GOAL:
Answer these about the page on the song "Flowers":
(a) Which label released the single?
(b) What position did the Sunship remix reach on the UK Singles Chart?
(c) Which piece shares the song's chord sequence?
PAGE EXCERPT start
Single by Sweet Female Attitude

from the album In Person
- Released: 3 April 2000
- Genre: R&B (Cutfather & Joe mix); UK garage (Sunship mix);
- Length: 5:00 (Sunship mix); 3:52 (Sunship edit and video version);
- Label: WEA
- Songwriters: Mike Powell; Martin Green;
- Producers: Cutfather & Joe; Ceri Evans (Sunship mix);

Sweet Female Attitude singles chronology
|  | "Flowers" (2000) | "8 Days a Week" (2000) |

= Flowers (Sweet Female Attitude song) =

2000 single by Sweet Female Attitude

"Flowers" is a song by UK garage duo Sweet Female Attitude, released on 3 April 2000 as their debut single. The song uses the same chord sequence as Erik Satie's Trois Gymnopédies, and the actual piece can be heard in the version by the House & Garage Orchestra, from the 2018 album Garage Classics.

The UK garage remix by producer Sunship peaked at number two on the UK Singles Chart with first-week sales of about 80,500. It went on to become the United Kingdom's 37th-biggest-selling single of 2000 and received a double platinum certification from the British Phonographic Industry (BPI) for sales and streaming figures of at least 1,200,000 units. The duo's subsequent releases failed to replicate the commercial success of "Flowers", leading to Sweet Female Attitude being labelled as a one-hit wonder.
PAGE EXCERPT end
RECORD EXCERPTS start
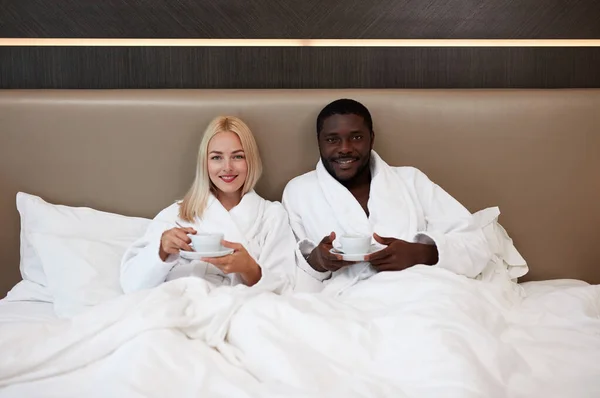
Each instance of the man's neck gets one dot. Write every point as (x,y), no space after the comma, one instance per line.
(360,182)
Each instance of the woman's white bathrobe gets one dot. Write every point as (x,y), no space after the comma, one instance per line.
(261,226)
(403,204)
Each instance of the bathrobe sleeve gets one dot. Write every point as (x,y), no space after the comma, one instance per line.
(277,258)
(461,243)
(305,245)
(141,266)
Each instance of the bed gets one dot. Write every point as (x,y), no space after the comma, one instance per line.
(78,171)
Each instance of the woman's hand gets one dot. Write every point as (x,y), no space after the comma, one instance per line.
(239,262)
(173,240)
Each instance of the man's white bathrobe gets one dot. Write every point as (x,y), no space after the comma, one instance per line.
(403,204)
(261,226)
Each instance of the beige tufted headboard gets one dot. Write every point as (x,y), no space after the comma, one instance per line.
(533,153)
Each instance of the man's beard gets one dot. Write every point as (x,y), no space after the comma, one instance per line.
(329,167)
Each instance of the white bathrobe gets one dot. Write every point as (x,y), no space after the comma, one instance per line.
(403,204)
(261,226)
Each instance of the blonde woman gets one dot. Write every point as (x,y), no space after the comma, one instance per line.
(258,242)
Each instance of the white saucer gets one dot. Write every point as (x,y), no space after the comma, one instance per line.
(357,256)
(198,255)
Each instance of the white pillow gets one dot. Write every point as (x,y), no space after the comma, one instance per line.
(507,259)
(29,291)
(74,251)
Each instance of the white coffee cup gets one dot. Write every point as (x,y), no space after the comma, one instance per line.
(355,244)
(206,242)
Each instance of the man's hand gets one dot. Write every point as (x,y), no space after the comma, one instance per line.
(400,254)
(322,260)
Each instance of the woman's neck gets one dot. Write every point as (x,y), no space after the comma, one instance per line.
(229,200)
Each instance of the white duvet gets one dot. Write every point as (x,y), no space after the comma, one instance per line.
(423,332)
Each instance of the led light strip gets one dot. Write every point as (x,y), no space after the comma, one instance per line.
(32,42)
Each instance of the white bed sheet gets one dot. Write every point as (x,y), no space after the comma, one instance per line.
RECORD EXCERPTS end
CORRECT OUTPUT:
(a) WEA
(b) Number two
(c) Erik Satie's Trois Gymnopédies